What you have to do:
Please answer these questions using the interview about the Mindable app.
1. On average, how long do patients with an anxiety disorder take from the onset of the disorder until they receive adequate treatment?
2. For which disorder is Mindable currently working on an app?
3. What supplementary tool would let medical professionals log in and see how patients are doing the exercises?
[Page text — start]
How exactly can the app help with the waiting time for a place on a treatment program?
Lang: Unfortunately, the waiting time for a place in therapy is relatively long. On average, patients with an anxiety disorder need seven to eight years from the onset of the disorder until they receive adequate treatment. The app can provide psychoeducation in advance. Patients who are unsettled by the anxiety disorder are thus given support in classifying this uncertainty. It can sometimes lead to a significant improvement in symptoms when they finally understand what is happening. The app can of course also be used to do exercises during the waiting period.
Is it possible to extend the app to other anxiety disorders or other mental illnesses in general?
Lang: This version of the Mindable app is focused on this particular anxiety disorder, with specially designed content. However, Mindable is currently working on an app for dealing with social phobia. However, this will be a different app, which makes more sense as the content for the clinical pictures is very different.
Now that the app has been approved by the health insurance companies as a DiGA, what would be your ideal scenario for how it should be used?
Lang: For me, the ideal scenario would be for patients to actually use the app during the waiting period and then perhaps go into treatment having already improved.
It would also be desirable for us to create a link between those affected and those treating them to ensure that the app is used in therapy. That is already possible. But it would be nice if the treating therapists could access the data from the app as well. As things are at present, those affected can do the exercises but not be supervised. If this were possible, the app would provide a good insight into what happens when people find themselves in problematic situations. A supplementary therapist dashboard, where medical professionals can log in and see how patients are doing the exercises, would be helpful. This could also motivate patients.
As a stand-alone application, the app is perfectly adequate for bridging the waiting time, but we know from research that it improves usage further if there is someone else in the background who reminds the patient of the exercises and with whom they can talk about them. It would therefore be a good idea to share it with the therapists.
It would be interesting to investigate whether this actually leads to an improvement. Whether patients ultimately feel as improved as after therapy or less so.
[Page text — finish]
[Entries shown — start]
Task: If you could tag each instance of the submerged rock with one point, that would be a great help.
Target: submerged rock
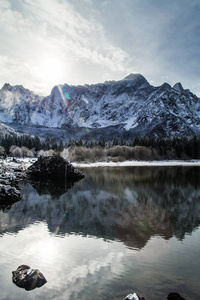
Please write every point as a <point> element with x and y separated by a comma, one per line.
<point>175,296</point>
<point>28,278</point>
<point>54,167</point>
<point>133,296</point>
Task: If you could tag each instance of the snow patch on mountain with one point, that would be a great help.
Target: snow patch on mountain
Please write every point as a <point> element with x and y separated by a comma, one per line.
<point>131,103</point>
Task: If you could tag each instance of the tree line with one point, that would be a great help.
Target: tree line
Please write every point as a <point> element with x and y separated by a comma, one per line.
<point>162,148</point>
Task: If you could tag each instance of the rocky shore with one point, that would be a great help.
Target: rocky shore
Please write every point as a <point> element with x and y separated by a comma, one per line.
<point>13,170</point>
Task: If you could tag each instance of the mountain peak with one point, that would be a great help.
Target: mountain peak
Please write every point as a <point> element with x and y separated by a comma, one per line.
<point>178,87</point>
<point>133,76</point>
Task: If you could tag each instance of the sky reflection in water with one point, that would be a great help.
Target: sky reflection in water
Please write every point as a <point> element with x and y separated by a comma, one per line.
<point>115,232</point>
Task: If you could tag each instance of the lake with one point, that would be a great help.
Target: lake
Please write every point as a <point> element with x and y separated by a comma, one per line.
<point>119,230</point>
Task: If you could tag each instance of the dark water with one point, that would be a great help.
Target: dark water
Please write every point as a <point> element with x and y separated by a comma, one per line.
<point>118,231</point>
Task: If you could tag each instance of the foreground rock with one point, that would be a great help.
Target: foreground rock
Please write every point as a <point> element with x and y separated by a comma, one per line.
<point>28,278</point>
<point>55,168</point>
<point>9,189</point>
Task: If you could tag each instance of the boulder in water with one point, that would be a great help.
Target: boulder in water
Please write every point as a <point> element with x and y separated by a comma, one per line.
<point>28,278</point>
<point>54,167</point>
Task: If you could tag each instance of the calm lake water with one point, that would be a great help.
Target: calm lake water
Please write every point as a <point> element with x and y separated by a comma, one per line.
<point>120,230</point>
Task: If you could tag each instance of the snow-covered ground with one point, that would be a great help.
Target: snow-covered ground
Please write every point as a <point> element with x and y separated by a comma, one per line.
<point>24,163</point>
<point>135,163</point>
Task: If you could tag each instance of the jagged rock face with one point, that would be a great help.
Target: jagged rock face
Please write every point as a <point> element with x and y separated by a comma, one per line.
<point>131,104</point>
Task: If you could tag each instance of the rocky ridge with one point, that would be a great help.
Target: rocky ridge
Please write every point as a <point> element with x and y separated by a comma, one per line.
<point>129,107</point>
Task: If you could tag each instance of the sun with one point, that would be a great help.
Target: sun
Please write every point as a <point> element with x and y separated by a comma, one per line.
<point>49,71</point>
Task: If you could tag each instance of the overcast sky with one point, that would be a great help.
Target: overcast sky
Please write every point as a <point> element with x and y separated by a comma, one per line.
<point>48,42</point>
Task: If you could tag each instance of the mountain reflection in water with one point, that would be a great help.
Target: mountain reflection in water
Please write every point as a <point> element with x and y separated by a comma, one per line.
<point>129,204</point>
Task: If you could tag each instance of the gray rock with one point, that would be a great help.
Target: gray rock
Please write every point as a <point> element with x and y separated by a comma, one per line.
<point>55,168</point>
<point>28,278</point>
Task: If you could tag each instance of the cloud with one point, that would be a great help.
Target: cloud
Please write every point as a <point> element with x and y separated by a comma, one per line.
<point>38,30</point>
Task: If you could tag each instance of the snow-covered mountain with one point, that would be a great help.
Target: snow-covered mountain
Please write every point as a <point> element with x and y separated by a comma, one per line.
<point>129,107</point>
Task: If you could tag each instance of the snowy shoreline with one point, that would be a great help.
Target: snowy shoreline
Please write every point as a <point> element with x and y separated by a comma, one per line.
<point>133,163</point>
<point>26,162</point>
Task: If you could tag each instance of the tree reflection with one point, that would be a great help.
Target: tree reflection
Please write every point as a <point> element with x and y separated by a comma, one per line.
<point>127,204</point>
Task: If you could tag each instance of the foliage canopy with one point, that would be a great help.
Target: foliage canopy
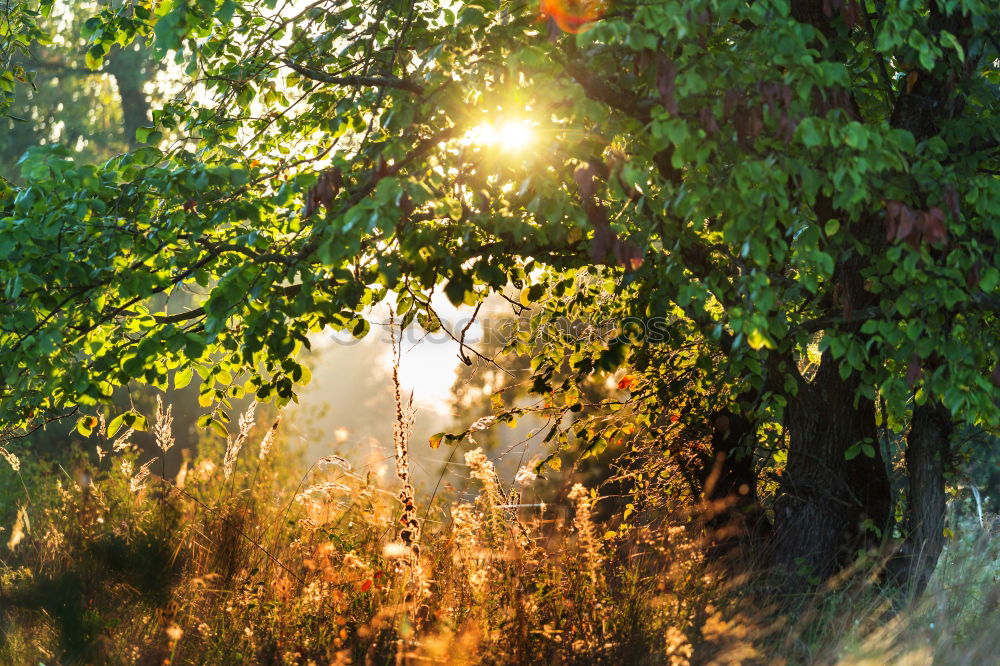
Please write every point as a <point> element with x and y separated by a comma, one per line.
<point>801,194</point>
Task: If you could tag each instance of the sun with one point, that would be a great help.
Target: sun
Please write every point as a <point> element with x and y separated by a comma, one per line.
<point>509,135</point>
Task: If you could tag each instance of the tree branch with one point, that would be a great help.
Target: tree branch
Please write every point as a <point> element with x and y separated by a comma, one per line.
<point>376,81</point>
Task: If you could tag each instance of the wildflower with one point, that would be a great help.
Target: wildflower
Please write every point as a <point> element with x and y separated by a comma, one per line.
<point>21,526</point>
<point>163,425</point>
<point>334,460</point>
<point>586,532</point>
<point>122,442</point>
<point>138,481</point>
<point>268,441</point>
<point>12,460</point>
<point>234,444</point>
<point>525,477</point>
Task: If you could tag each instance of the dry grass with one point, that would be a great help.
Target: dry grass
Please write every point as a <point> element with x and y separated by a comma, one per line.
<point>230,562</point>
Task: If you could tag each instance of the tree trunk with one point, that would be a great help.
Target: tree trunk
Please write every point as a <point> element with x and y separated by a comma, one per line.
<point>926,453</point>
<point>826,500</point>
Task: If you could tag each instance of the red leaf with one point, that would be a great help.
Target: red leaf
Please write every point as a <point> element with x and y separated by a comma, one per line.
<point>932,226</point>
<point>907,223</point>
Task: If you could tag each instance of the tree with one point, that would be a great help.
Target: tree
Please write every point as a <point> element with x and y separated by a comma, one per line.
<point>766,180</point>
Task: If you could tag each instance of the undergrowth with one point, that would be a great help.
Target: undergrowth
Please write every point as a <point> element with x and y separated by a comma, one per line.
<point>237,560</point>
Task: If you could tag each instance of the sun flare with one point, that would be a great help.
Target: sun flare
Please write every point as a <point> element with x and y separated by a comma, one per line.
<point>510,135</point>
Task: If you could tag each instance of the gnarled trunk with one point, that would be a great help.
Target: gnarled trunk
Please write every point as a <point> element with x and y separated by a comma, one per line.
<point>826,499</point>
<point>926,454</point>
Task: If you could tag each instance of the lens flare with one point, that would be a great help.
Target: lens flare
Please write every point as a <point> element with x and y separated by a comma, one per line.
<point>510,135</point>
<point>573,16</point>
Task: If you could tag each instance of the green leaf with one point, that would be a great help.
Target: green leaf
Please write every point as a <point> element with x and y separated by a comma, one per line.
<point>85,425</point>
<point>149,135</point>
<point>183,377</point>
<point>116,424</point>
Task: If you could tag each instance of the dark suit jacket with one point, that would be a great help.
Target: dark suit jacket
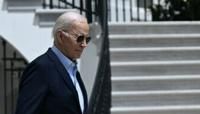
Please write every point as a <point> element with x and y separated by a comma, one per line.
<point>46,88</point>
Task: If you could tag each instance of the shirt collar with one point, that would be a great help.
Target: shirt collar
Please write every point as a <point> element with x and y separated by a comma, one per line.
<point>64,60</point>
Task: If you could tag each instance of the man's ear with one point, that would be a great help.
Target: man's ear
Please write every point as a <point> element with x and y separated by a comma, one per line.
<point>59,36</point>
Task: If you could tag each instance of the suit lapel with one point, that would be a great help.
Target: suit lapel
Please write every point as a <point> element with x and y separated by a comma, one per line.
<point>63,73</point>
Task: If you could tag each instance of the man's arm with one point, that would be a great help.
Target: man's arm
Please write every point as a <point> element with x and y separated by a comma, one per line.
<point>32,90</point>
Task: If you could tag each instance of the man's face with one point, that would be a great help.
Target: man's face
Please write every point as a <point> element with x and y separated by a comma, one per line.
<point>75,40</point>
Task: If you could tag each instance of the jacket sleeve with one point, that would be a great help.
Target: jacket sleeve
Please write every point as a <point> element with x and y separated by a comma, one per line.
<point>32,90</point>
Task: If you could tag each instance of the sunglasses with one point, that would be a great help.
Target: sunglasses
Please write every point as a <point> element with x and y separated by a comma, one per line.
<point>80,38</point>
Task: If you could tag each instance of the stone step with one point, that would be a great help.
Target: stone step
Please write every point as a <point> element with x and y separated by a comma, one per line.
<point>155,98</point>
<point>182,27</point>
<point>152,54</point>
<point>155,68</point>
<point>180,109</point>
<point>151,83</point>
<point>154,40</point>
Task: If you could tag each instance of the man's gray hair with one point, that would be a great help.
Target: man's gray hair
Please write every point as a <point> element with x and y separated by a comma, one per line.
<point>65,20</point>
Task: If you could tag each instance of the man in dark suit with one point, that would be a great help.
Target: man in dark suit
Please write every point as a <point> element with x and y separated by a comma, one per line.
<point>51,83</point>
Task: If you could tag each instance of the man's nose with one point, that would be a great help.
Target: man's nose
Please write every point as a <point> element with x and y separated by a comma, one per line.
<point>84,44</point>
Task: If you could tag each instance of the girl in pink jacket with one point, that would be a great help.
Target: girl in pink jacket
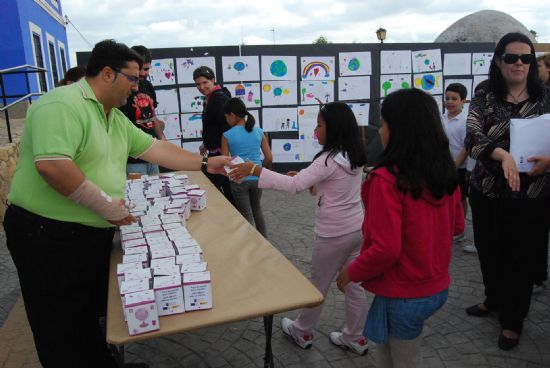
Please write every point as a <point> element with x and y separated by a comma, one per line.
<point>412,210</point>
<point>334,177</point>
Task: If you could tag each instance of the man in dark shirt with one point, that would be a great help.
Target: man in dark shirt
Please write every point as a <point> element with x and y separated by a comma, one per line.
<point>140,109</point>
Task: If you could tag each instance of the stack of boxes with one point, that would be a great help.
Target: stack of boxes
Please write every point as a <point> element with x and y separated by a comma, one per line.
<point>163,271</point>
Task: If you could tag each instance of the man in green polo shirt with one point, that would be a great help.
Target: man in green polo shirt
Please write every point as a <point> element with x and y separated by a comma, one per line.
<point>66,198</point>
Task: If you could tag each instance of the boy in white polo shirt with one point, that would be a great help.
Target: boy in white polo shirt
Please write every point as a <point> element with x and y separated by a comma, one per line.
<point>454,122</point>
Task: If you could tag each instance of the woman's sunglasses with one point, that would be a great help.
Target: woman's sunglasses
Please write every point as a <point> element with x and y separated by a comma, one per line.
<point>513,58</point>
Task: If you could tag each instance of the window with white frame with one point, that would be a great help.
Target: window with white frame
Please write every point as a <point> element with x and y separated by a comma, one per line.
<point>38,54</point>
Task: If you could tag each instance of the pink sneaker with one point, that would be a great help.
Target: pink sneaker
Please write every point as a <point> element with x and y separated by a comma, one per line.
<point>360,346</point>
<point>304,342</point>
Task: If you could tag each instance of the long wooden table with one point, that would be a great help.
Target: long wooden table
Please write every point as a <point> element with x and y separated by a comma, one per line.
<point>250,278</point>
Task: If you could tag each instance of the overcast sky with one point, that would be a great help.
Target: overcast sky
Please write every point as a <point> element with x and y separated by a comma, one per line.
<point>182,23</point>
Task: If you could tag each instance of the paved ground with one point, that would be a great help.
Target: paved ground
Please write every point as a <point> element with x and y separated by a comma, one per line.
<point>450,338</point>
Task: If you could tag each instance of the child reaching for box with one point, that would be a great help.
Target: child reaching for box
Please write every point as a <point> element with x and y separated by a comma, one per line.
<point>335,174</point>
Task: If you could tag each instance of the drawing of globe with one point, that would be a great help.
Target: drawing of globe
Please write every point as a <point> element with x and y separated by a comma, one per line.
<point>354,64</point>
<point>278,68</point>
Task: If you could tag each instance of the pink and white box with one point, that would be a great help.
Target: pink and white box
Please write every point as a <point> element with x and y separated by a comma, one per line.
<point>198,199</point>
<point>169,295</point>
<point>141,312</point>
<point>197,290</point>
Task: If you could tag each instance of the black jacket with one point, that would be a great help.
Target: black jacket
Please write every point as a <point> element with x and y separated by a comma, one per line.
<point>213,119</point>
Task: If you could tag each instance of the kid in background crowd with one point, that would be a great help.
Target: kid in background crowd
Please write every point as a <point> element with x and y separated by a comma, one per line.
<point>412,209</point>
<point>334,177</point>
<point>245,140</point>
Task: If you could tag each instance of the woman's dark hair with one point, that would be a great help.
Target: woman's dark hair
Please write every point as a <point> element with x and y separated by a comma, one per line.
<point>236,106</point>
<point>112,54</point>
<point>417,152</point>
<point>204,71</point>
<point>497,84</point>
<point>144,52</point>
<point>342,134</point>
<point>458,88</point>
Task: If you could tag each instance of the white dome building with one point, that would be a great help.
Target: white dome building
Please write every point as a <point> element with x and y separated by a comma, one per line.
<point>483,26</point>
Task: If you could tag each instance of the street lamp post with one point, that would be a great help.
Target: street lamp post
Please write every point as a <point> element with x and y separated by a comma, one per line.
<point>381,34</point>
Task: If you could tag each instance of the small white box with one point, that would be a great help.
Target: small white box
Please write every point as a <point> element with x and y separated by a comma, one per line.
<point>194,267</point>
<point>141,311</point>
<point>169,295</point>
<point>197,290</point>
<point>163,261</point>
<point>188,258</point>
<point>198,199</point>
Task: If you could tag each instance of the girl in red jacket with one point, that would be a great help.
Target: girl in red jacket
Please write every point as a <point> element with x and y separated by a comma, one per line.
<point>412,210</point>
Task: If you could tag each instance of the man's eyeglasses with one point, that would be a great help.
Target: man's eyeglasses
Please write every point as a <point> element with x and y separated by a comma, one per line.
<point>131,78</point>
<point>513,58</point>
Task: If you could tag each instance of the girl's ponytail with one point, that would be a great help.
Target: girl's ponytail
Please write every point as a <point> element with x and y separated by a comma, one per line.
<point>250,121</point>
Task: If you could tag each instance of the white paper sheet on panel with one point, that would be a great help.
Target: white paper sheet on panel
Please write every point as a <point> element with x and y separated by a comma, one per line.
<point>240,68</point>
<point>394,82</point>
<point>162,72</point>
<point>191,125</point>
<point>248,92</point>
<point>186,66</point>
<point>431,83</point>
<point>361,112</point>
<point>457,64</point>
<point>317,68</point>
<point>315,92</point>
<point>354,63</point>
<point>279,93</point>
<point>191,100</point>
<point>395,62</point>
<point>279,68</point>
<point>353,88</point>
<point>167,101</point>
<point>279,119</point>
<point>426,61</point>
<point>172,129</point>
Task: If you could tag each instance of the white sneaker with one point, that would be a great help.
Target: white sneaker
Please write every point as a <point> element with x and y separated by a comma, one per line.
<point>360,346</point>
<point>304,342</point>
<point>469,249</point>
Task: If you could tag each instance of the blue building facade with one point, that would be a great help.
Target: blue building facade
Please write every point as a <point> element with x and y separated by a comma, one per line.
<point>33,32</point>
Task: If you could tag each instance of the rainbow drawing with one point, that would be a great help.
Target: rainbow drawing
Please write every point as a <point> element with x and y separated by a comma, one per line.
<point>314,68</point>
[Entries shown — finish]
Exercise result:
1. Seven to eight years.
2. Social phobia.
3. A therapist dashboard.